### THE INPUT:
-- START --

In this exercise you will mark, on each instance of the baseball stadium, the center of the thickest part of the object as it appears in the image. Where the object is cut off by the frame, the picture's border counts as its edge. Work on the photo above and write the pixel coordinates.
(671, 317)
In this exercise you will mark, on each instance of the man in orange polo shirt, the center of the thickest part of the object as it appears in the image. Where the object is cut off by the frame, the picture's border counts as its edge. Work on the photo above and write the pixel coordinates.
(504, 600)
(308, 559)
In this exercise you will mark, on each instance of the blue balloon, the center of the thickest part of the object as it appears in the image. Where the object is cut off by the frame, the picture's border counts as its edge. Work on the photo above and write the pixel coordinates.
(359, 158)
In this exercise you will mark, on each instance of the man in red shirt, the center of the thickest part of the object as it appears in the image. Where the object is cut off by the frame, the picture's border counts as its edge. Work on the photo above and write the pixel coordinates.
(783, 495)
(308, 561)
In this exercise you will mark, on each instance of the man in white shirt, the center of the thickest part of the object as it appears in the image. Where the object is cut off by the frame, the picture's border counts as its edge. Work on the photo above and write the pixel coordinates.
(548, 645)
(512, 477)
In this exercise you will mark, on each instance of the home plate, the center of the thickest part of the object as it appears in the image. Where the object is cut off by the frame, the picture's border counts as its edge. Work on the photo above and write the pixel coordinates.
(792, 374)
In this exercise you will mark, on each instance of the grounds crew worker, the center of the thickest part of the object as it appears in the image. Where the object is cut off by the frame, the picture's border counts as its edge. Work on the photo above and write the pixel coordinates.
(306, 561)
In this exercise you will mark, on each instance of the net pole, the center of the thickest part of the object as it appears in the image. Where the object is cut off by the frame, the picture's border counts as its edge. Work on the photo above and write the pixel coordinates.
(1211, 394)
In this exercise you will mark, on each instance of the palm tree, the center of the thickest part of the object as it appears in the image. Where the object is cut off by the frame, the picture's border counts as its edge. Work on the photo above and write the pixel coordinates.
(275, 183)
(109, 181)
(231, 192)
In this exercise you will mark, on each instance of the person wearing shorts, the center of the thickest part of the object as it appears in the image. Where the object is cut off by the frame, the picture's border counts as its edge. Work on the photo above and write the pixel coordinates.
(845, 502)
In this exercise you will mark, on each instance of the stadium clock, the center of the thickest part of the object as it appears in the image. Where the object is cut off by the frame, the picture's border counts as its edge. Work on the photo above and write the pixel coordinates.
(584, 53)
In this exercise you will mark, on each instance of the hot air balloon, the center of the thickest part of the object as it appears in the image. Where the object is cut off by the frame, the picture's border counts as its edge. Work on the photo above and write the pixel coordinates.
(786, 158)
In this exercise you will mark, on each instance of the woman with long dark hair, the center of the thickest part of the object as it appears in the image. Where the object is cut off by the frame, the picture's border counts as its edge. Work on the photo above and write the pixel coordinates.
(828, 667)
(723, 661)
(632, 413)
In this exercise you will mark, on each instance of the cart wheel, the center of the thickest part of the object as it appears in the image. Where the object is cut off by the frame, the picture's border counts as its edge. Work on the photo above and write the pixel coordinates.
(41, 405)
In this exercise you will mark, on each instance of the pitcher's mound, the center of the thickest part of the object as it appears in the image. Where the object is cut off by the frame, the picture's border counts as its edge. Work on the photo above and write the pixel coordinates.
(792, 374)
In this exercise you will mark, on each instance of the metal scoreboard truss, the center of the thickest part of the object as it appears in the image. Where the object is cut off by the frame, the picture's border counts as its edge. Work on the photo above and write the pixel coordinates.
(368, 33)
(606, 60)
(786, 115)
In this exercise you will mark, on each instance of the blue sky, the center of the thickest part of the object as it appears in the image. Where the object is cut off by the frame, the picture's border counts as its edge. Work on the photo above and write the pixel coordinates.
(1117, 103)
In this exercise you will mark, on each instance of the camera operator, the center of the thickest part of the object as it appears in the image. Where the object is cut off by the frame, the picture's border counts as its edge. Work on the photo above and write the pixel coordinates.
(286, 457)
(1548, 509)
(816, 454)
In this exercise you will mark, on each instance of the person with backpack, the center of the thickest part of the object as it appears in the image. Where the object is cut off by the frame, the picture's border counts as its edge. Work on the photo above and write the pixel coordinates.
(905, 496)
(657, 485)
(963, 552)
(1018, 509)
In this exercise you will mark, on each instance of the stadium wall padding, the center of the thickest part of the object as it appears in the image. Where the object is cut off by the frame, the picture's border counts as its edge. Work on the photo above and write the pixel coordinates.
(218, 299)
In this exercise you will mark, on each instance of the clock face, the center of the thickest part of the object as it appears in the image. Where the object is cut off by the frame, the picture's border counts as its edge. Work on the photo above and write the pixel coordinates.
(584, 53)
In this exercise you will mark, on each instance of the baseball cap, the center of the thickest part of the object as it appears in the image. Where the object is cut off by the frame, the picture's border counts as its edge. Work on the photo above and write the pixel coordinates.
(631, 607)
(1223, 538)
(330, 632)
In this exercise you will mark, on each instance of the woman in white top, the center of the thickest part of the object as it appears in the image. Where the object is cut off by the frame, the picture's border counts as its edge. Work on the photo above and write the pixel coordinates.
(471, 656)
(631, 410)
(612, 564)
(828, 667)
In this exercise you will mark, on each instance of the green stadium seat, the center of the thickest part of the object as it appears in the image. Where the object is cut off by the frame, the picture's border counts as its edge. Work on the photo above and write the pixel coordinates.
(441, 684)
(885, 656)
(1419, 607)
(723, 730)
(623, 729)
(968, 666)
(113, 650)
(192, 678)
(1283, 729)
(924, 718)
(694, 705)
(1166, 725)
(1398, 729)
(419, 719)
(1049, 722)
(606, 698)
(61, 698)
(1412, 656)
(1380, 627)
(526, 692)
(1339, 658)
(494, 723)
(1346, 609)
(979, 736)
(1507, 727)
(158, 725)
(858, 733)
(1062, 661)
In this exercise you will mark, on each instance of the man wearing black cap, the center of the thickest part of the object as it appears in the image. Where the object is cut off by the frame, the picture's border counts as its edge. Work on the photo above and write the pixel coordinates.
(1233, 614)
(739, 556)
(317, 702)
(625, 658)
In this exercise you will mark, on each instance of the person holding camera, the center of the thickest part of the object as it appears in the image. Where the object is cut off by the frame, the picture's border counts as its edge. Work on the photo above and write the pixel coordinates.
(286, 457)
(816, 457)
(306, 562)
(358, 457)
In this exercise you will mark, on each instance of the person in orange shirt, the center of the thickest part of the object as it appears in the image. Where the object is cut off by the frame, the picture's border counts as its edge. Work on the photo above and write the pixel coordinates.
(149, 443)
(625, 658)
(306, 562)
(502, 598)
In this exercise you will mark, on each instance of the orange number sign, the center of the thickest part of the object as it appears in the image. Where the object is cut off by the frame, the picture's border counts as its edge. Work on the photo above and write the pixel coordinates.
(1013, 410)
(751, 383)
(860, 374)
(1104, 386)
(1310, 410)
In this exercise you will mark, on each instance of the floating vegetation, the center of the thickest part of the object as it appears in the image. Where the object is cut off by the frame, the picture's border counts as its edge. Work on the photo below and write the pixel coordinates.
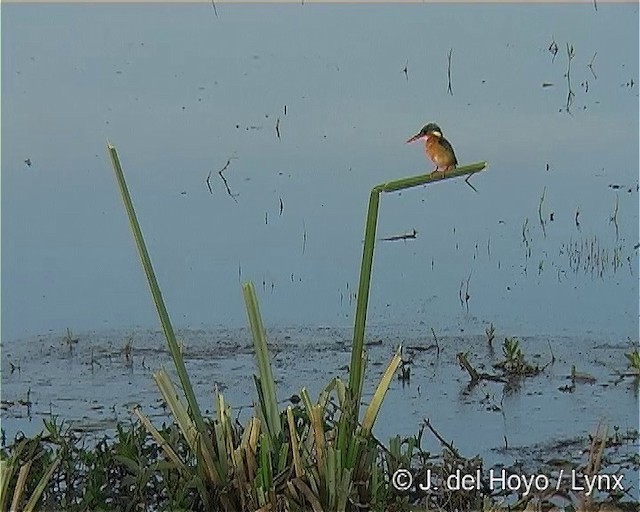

-- END --

### YOUR OBJECTIVE:
Filter the material down to the lines that contain the word "blue", copying each such line in full.

### EXERCISE ANSWER:
In this exercise you will mark, on each instance of the blue balloon, the center of the thickest part of the object as it appears in the image. Where the object is cut off by the frame, the picture's border counts as its edge. Work on the photo above and write the pixel coordinates.
In this exercise you will mark, on each instance of the blue sky, the center of the thickest part of the object as it appears in the image. Where the object is cut off by the frame, the picture's border counts as its edge. Work on the photo above and write the pixel coordinates.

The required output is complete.